→ **Task details**
For every entry that follows, return an identical copy.

════

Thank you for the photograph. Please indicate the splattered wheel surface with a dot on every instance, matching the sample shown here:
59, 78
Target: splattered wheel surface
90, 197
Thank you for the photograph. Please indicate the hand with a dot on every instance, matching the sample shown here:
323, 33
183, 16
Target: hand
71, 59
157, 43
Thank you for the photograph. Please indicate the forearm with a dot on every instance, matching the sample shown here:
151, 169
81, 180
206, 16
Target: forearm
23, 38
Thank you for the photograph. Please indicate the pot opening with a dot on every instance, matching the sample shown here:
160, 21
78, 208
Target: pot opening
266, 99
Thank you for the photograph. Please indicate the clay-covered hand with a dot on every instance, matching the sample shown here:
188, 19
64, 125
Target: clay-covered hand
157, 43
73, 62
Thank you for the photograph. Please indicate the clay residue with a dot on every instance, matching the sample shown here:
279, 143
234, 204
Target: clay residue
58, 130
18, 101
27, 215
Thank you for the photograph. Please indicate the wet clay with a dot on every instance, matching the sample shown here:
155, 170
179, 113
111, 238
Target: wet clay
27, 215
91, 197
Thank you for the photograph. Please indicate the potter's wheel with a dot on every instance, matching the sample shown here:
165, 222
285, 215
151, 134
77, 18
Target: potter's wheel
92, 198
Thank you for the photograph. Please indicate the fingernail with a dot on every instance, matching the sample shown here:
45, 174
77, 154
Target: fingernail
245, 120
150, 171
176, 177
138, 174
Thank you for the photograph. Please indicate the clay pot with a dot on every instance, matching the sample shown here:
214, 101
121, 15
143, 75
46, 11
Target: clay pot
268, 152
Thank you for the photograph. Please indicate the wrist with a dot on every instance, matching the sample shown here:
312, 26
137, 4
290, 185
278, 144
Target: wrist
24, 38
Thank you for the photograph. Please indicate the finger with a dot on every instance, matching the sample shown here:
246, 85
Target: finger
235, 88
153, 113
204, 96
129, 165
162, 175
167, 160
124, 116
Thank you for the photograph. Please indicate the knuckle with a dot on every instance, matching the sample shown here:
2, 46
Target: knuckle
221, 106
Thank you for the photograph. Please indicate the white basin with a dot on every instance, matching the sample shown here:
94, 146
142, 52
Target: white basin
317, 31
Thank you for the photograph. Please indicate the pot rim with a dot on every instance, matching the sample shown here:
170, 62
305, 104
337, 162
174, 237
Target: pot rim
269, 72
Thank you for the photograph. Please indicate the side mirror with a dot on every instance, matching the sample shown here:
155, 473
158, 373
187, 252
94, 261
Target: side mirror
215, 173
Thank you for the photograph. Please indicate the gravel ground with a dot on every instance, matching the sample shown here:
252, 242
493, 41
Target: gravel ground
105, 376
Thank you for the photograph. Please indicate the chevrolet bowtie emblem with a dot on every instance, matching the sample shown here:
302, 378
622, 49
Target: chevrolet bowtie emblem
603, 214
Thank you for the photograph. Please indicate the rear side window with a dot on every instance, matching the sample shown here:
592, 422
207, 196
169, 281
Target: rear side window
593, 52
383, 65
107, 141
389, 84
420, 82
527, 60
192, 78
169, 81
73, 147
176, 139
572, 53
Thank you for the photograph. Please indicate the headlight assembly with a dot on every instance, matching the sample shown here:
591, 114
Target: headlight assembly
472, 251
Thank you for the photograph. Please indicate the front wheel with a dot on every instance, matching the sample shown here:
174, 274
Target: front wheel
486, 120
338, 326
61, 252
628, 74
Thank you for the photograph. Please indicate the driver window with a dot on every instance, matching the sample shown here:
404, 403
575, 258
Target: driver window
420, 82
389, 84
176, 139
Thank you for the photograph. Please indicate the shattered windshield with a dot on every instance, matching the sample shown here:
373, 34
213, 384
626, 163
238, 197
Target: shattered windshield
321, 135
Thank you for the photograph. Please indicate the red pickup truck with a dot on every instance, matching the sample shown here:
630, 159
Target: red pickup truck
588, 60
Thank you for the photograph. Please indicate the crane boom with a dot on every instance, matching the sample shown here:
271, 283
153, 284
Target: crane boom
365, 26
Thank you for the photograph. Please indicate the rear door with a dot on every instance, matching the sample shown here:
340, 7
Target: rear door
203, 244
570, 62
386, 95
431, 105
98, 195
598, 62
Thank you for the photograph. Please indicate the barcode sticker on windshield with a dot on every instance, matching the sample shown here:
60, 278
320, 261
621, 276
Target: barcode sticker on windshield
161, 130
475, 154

════

→ **Exercise solution**
Thank you for the photograph. Please indicate the splattered wheel surface with a dot on every instance, matching the sample shown here:
59, 78
Target: splattered wheel surface
90, 197
Thank you for the photograph. Please indicate the hand with a dot on every instance, matching the sample shown here:
323, 33
183, 16
Target: hand
71, 59
157, 43
Thank you for the photograph. Please indicate the forearm with a dot on every instance, matching the sample shown here:
151, 169
81, 180
206, 16
Target: forearm
23, 38
Thank you for the photograph. Please indicate the pot opening with a dot on every instance, matching the sample shown here:
160, 21
78, 208
Target: pot opening
266, 99
Thank you for the photograph. Please indicate the clay-covered hand with a dot on every instance, matching the sample shown here:
188, 19
64, 125
Target: clay-covered hand
157, 43
73, 62
Thank you for the photograph. Please indicate the clay residue with a dot on every instance, matching the sample shown here:
279, 143
234, 204
Target: clay residue
58, 130
18, 101
27, 215
Thank you for the photograph. Please indicate the wet clay with a dot on every instance, matching the sample shown here:
155, 170
179, 113
111, 238
Target: wet clay
27, 215
91, 197
Thank you for the photograph. Please indicate the potter's wheel with a dot on every instance, matching the sample shown here:
165, 222
285, 215
151, 134
77, 18
Target: potter's wheel
92, 198
Thank you for the photograph. Please indicate the fingernail with a dot on every instance, matching the sample shown here:
45, 174
77, 154
Target: fingernail
245, 120
150, 171
176, 177
138, 174
Thank you for the photograph. Please indicate the clay pot with a dot on every instance, matching the sample shown here:
214, 101
121, 15
143, 75
46, 11
Target: clay pot
268, 152
Thank you for the photograph. Please indicate the wrist with a dot on every instance, matching the sample shown here:
312, 26
137, 4
290, 185
278, 144
Target: wrist
24, 38
Thank you for the photograph. Please indicate the finger with a dot on every instance, matching the sample shown here:
246, 85
Target: finger
235, 88
153, 113
204, 96
129, 165
162, 175
167, 160
124, 116
Thank you for the photograph. Please indicate the knuckle with a dot on every instance, matching the sample shown here:
2, 46
Target: knuckle
221, 106
Thank you for the photograph. Please indicate the white basin with a dot on every instance, matching the sample shown here:
94, 146
142, 52
Target: white basin
317, 31
Thank you for the photograph. Please indicate the pot rim with a dot on every instance, matching the sample shown here:
170, 62
305, 104
337, 162
174, 237
Target: pot rim
269, 72
Thank you for the photograph. Please indicate the side mirror with a dot on every instance, matching the sample shown here:
155, 473
158, 373
187, 252
94, 261
Target: side mirror
215, 173
Thank you for the photograph. Please indicate the gravel ground with a dot on every instance, matching the sample shown here:
252, 242
493, 41
Target: gravel ground
105, 376
Thank you for the photograph. Please indicate the chevrolet bowtie emblem with a dot on every instance, matching the sample shown here:
302, 378
622, 49
Target: chevrolet bowtie emblem
603, 214
Thank you for the photograph. Please indicate the rear side window with a dot on every instance, matching the sample shown here:
592, 422
207, 196
169, 281
Target: rear side window
593, 52
383, 65
107, 141
389, 84
420, 82
527, 60
192, 78
169, 81
73, 147
176, 139
572, 53
Thank you for the photograph. Please indicate the headlight assembly with a dot on every instance, matching the sample shown here:
591, 114
Target: headlight assembly
472, 251
Thank you for the photograph. Please indicate the front wheel with a dot on every instance, matching the sample shown here:
174, 274
Target: front wheel
486, 120
338, 326
61, 252
628, 74
Thank you for the photograph. Please indicate the driver window with a dot on every instance, matching the sample shown here:
404, 403
575, 258
Target: driver window
420, 82
389, 84
176, 139
Thank you for the photograph. Please indicate the shattered windshield with a dot on every instance, matching the sample shown here:
373, 34
213, 384
626, 163
238, 197
Target: shattered windshield
321, 135
Thank you for the photograph. Please indicate the red pickup truck with a dot on every instance, matching the sample shown here:
630, 159
Target: red pickup truck
588, 60
Thank you for the photograph. Please indicate the crane boom with a dot on every instance, matching the sample shown here:
271, 283
153, 284
Target: crane boom
365, 26
Thank you for the photograph. Please indicate the rear door with a dot on every instance, matching the sample shown here:
340, 7
Target: rear door
203, 244
570, 62
386, 95
431, 105
98, 195
598, 62
Thank you for the photograph. Please indicate the barcode sticker on windshield with a dot on every instance, matching the sample shown here:
60, 278
320, 261
621, 276
Target: barcode sticker on windshield
161, 130
475, 154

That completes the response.